Some of the more fiercely contested criteria for mortality risk, to be used in assessing critically ill COVID-19 patients with cancer or seniors suffering from a condition known as “frailty,” consider things like whether a patient is “capable of only limited self-care” or can dress, bathe, eat or walk without assistance, and whether they can handle their finances or go shopping.
“The only way to describe this is as raging, cruel disability discrimination, by doctors who say this is science and government that won’t even answer,” said lawyer and disability rights activist David Lepofsky, chair of the AODA Alliance, which has been campaigning to reform the Ontario ICU protocol since an early version emerged last spring.
“It explicitly makes having a disability count against you, and that is flagrantly contrary to the human rights code and the Canadian Charter of Rights and Freedoms.”
Pandemic made ‘exponentially scarier’
Lepofsky said doctors’ decisions on who lives and who dies won’t be subject to appeal, which denies patients and their families a fundamental right.
“If we had the death penalty, you’d have right to trial and due process,” he said.
Vivia Kay Kieswetter, a seminary student at Trinity College in Toronto and advocate for people with disabilities who has an autoimmune disorder, said reading Ontario’s ICU triage protocol has made the pandemic “exponentially scarier” for her.
“This is something that has been a source of additional stress and anxiety for those with disabilities over the course of this pandemic,” she said.
Six of the bioethicists on the panel that helped draft the protocol published a dissent last week. They say the protocol doesn’t properly recognize that people with disabilities, Indigenous patients or people of colour could disproportionately be scored at a higher short-term mortality risk because of pre-existing inequities in society that weigh on their health “well before people are brought to the doors of an ICU.”
“Judgments about mortality risk in the short or long term, functional status or clinical frailty scores compounds health inequities by failing to … [consider] social disadvantage,” the dissenting bioethicists wrote.

Exercise data =>
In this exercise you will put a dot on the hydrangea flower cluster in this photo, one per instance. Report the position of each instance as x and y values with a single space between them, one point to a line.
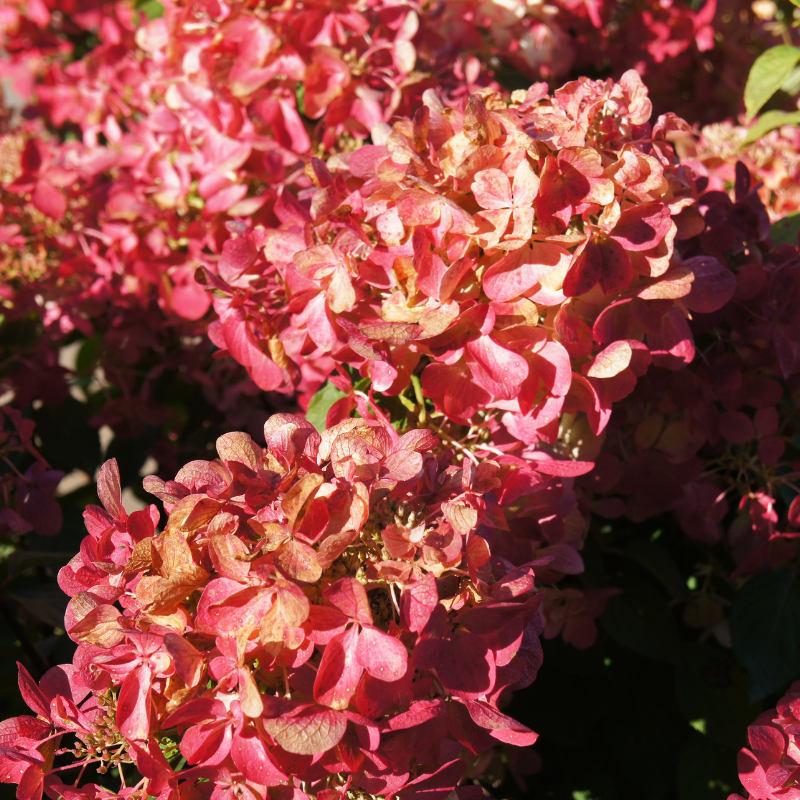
688 442
520 253
322 615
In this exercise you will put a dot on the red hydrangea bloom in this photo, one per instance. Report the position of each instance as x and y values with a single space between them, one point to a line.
327 606
521 254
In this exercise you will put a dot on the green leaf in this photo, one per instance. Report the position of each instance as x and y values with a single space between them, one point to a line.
765 628
769 121
767 75
785 230
321 403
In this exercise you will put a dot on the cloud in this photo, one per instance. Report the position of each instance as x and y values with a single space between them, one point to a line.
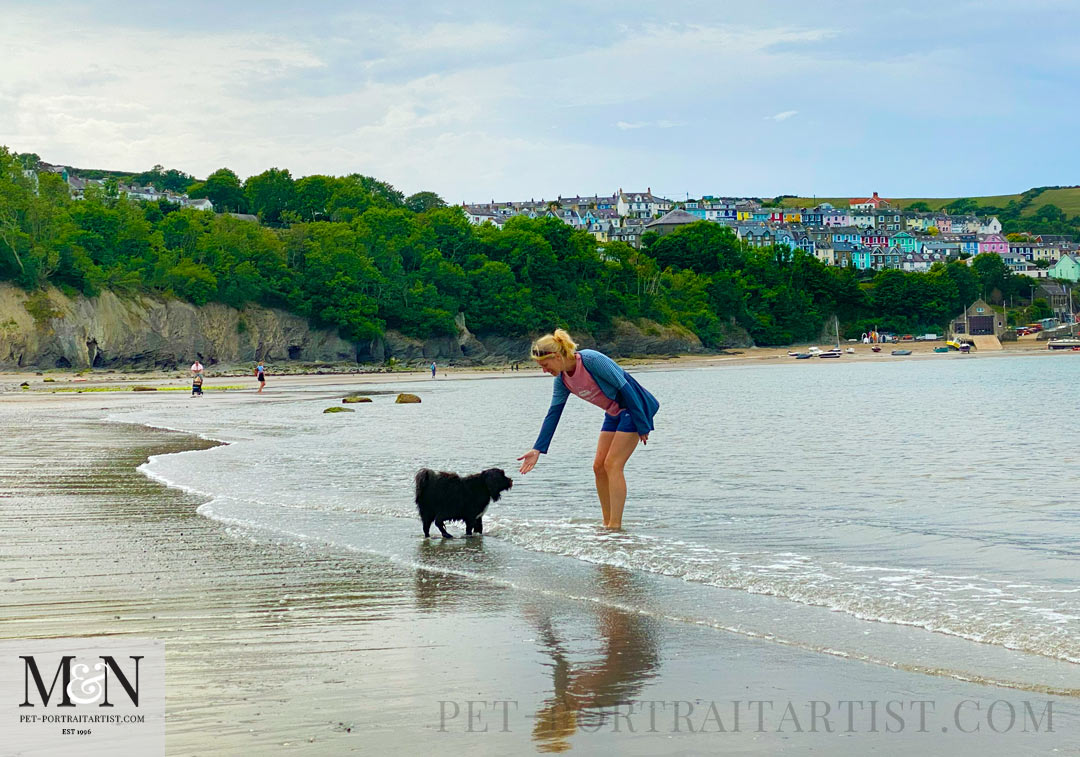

Work to be completed =>
In the text about Ontario's ICU triage protocol, how many bioethicists from the panel that helped draft it published a dissent?

Answer =>
Six